BEGIN Available data
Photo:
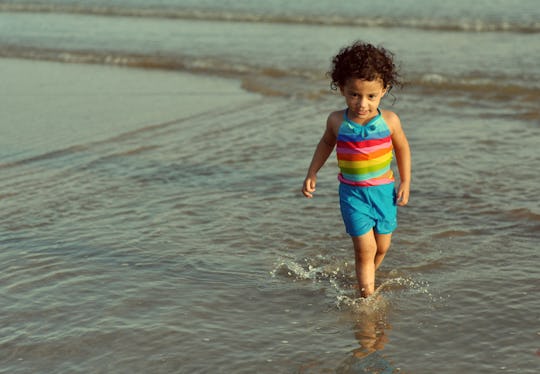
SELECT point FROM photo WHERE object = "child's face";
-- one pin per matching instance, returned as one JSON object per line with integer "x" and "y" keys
{"x": 362, "y": 98}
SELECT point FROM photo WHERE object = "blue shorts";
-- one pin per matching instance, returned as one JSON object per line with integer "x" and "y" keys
{"x": 364, "y": 208}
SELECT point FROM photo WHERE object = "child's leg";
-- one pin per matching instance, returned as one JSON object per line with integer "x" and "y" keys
{"x": 383, "y": 243}
{"x": 365, "y": 249}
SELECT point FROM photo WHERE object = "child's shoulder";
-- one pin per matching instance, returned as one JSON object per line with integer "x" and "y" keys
{"x": 391, "y": 119}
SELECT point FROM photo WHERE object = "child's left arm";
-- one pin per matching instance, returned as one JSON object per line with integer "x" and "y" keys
{"x": 403, "y": 157}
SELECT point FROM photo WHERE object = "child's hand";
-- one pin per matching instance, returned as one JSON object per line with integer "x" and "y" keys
{"x": 403, "y": 194}
{"x": 309, "y": 186}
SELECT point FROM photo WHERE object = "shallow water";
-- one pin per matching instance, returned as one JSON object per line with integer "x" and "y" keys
{"x": 164, "y": 231}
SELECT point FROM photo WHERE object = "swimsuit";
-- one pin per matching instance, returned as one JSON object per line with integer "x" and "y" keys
{"x": 367, "y": 193}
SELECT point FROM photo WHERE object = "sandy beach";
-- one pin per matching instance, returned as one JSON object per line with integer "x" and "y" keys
{"x": 56, "y": 104}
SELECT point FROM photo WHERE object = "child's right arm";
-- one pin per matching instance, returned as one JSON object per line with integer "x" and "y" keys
{"x": 322, "y": 152}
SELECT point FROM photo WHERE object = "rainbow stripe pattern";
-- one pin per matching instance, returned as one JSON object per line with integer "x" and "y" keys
END Available data
The records above are to be quoted exactly, with all pictures left out.

▶ _Result of this exercise_:
Photo:
SELECT point FROM photo WHERE object = "child's face";
-- one pin per matching instance, returned as one JSON object per line with integer "x" and "y" keys
{"x": 362, "y": 98}
SELECT point FROM photo WHERE object = "blue shorts";
-- one pin per matching instance, returned as one JSON object per line with integer "x" and "y" keys
{"x": 364, "y": 208}
SELECT point FROM photo WHERE object = "child's leg";
-- one pin per matching instance, returned as one JSON object per line with integer "x" and "y" keys
{"x": 383, "y": 243}
{"x": 365, "y": 249}
SELECT point FROM photo WHERE object = "child's shoulder";
-- one pin per matching instance, returned as one JSON object per line with integer "x" and "y" keys
{"x": 391, "y": 119}
SELECT point FROM photo WHERE object = "child's left arm";
-- one pin per matching instance, returned as one JSON object per line with integer "x" and "y" keys
{"x": 403, "y": 157}
SELECT point FROM photo WHERE object = "child's hand";
-- one pin per matching instance, returned as one JSON object per line with integer "x" and "y" keys
{"x": 403, "y": 194}
{"x": 309, "y": 186}
SELECT point FROM photo WHERE object = "shallow water";
-- one pin per matching instance, returned as one JSON object per line with integer "x" and "y" keys
{"x": 164, "y": 231}
SELECT point FROM photo WHERE object = "swimsuit";
-- one pin per matching instance, returned as one JSON object per line with integer "x" and "y" keys
{"x": 367, "y": 193}
SELECT point FROM photo WHERE object = "sandy beach";
-- one pin per matching instance, returned as one JSON object per line with integer "x" and "y" keys
{"x": 56, "y": 104}
SELECT point FROM photo WHERE object = "child's right arm";
-- one pin per matching instance, returned as one JSON object per line with integer "x" and "y" keys
{"x": 322, "y": 152}
SELECT point FROM photo WHERE object = "rainbow stripe pattern";
-- one pin per matching instance, returned as one JSON object per line with integer "x" and "y" keys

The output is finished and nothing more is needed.